**Stated problem 1**
List the instinctual ways of protecting yourself that the article on conflict in relationships says the amygdala fires with.

**Selection**
============

Building Bridges, Not Walls: Navigating Conflict in Relationships. Part 2
Part 1 of this series explored common conflict patterns in relationships, particularly the “attack-withdraw” cycle. In this pattern, one partner confronts an issue while the other withdraws or placates to get the heat off. Vulnerability is needed to break down emotional walls and build stronger connections. In Part 2 here, you’ll discover why you get so upset during conflicts. You’ll learn strategies to re-center and connect with your Authentic Wise Self. Using Internal Family Systems, you’ll increase your ability to communicate adeptly because you’ll be more self-aware. These are the first steps in effective conflict management.
The Neuroscience of Conflict
People often feel emotionally threatened when there’s conflict. Why? Because they don’t feel safe and secure with the other person. This is the core concept of Attachment Theory.
Your brain – your amygdala — fires with ancient instinctual ways of protecting yourself: fight, flight, freeze, faint, or fawn (pleasing behavior). The rational pre-frontal cortex can’t operate when you are flooded.
If you don’t ground yourself before you speak or act, you can’t think clearly enough to use productive conflict management tools. You have to get centered first. Here are the steps.
First, realize that you are triggered. Observe yourself. Know when to stop and self-soothe.
How do you know when you are triggered?
Be mindful and observe your behavior and emotions. Does your voice get a certain tone? Do you get angry or irritated? Do you get tense? Do you go quiet? Do you raise your voice? Blame or accuse? Criticize? Do you get overly logical, and you don’t speak from your heart?
Close your eyes, and do a body scan from head to foot. Where do you feel tense? Does your stomach feel tight? Does your chest feel heavy? Is there a lump in your throat? Do your jaws clench? Rate the level of activation on a 1 to 10 scale where 10 is high.

============

**Given entries**
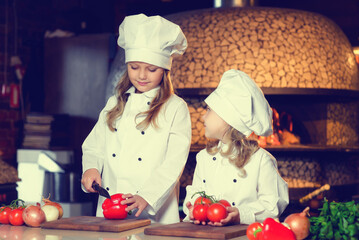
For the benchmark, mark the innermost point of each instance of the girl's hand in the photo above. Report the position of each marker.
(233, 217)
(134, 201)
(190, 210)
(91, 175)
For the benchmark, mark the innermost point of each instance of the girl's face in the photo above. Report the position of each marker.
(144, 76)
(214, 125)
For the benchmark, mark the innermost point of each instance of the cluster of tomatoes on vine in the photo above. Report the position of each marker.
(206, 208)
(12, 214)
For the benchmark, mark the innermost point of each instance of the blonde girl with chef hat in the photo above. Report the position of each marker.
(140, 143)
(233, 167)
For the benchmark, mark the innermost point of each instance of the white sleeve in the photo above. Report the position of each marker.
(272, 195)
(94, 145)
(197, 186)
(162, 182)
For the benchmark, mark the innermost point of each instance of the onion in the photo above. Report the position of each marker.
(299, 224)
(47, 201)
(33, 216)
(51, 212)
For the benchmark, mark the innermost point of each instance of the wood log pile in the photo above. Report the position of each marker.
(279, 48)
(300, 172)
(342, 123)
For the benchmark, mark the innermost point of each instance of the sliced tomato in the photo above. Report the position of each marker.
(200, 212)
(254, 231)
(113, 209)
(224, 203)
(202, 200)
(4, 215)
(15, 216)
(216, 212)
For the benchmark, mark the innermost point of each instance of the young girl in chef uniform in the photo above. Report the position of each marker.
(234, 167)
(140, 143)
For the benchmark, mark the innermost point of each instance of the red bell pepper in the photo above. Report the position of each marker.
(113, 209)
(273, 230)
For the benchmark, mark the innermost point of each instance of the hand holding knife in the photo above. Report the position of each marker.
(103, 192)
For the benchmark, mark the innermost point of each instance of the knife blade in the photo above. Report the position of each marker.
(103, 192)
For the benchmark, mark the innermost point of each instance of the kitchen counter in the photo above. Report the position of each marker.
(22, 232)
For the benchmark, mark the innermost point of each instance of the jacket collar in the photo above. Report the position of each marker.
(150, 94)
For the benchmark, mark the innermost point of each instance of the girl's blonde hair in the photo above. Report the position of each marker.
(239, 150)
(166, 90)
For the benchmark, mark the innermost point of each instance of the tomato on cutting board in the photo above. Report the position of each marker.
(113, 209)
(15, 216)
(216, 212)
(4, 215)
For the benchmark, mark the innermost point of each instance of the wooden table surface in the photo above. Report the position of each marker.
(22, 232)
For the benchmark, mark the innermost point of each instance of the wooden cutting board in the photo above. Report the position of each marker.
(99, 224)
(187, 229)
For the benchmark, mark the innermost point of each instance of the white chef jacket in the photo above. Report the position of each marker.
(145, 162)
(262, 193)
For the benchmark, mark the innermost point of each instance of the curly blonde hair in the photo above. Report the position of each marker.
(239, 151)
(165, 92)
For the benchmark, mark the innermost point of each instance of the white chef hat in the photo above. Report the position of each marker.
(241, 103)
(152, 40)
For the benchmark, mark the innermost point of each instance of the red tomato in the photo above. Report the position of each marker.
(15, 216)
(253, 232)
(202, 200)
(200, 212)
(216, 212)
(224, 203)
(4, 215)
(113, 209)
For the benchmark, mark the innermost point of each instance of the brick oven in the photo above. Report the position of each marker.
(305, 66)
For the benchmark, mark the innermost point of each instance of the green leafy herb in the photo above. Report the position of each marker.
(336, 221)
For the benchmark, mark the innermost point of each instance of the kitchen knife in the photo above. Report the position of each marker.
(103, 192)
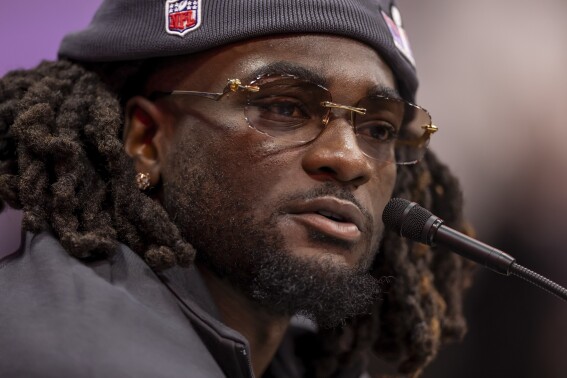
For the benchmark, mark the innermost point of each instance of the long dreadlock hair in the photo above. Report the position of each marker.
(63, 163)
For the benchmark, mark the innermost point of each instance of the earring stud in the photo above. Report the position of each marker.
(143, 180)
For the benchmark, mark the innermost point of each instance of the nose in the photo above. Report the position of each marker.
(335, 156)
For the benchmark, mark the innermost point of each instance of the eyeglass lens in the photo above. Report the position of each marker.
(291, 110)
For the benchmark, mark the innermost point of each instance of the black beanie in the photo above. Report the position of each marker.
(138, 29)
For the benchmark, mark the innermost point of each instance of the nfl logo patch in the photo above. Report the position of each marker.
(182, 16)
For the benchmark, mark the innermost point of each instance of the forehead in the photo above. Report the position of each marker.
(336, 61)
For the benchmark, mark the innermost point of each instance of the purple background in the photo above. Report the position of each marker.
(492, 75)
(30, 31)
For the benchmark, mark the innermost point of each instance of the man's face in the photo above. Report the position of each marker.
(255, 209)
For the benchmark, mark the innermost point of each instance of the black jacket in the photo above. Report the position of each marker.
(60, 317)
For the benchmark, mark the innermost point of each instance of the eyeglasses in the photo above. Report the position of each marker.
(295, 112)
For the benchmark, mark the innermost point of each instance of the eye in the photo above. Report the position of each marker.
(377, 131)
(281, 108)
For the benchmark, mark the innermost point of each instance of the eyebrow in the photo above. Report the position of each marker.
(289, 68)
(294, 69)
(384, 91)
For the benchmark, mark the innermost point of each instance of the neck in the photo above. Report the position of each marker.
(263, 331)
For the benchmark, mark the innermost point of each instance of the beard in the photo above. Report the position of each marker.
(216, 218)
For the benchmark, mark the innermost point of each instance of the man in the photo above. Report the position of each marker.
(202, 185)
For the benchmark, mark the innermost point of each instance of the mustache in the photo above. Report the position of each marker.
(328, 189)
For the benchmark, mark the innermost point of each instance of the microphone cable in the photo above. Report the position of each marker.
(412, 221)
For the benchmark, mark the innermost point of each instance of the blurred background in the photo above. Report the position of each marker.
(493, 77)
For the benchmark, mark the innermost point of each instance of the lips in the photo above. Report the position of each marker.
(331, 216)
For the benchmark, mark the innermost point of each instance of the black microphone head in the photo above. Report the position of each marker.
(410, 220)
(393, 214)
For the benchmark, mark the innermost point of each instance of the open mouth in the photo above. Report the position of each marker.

============

**Stated problem 2**
Output the entries as a JSON list of strings, one string per line, starting with the line that contains "the black microphone" and going on through the last line of the entries. Leave out blank lines.

**Answer 1**
fight, flight, freeze, faint, fawn (pleasing behavior)

**Answer 2**
[
  "For the benchmark, mark the innermost point of each instance of the black microphone head in the photo above. Report the position of each marker.",
  "(410, 220)",
  "(393, 214)",
  "For the benchmark, mark the innermost point of each instance of the open mouth in the photo above. Report the position of each marker."
]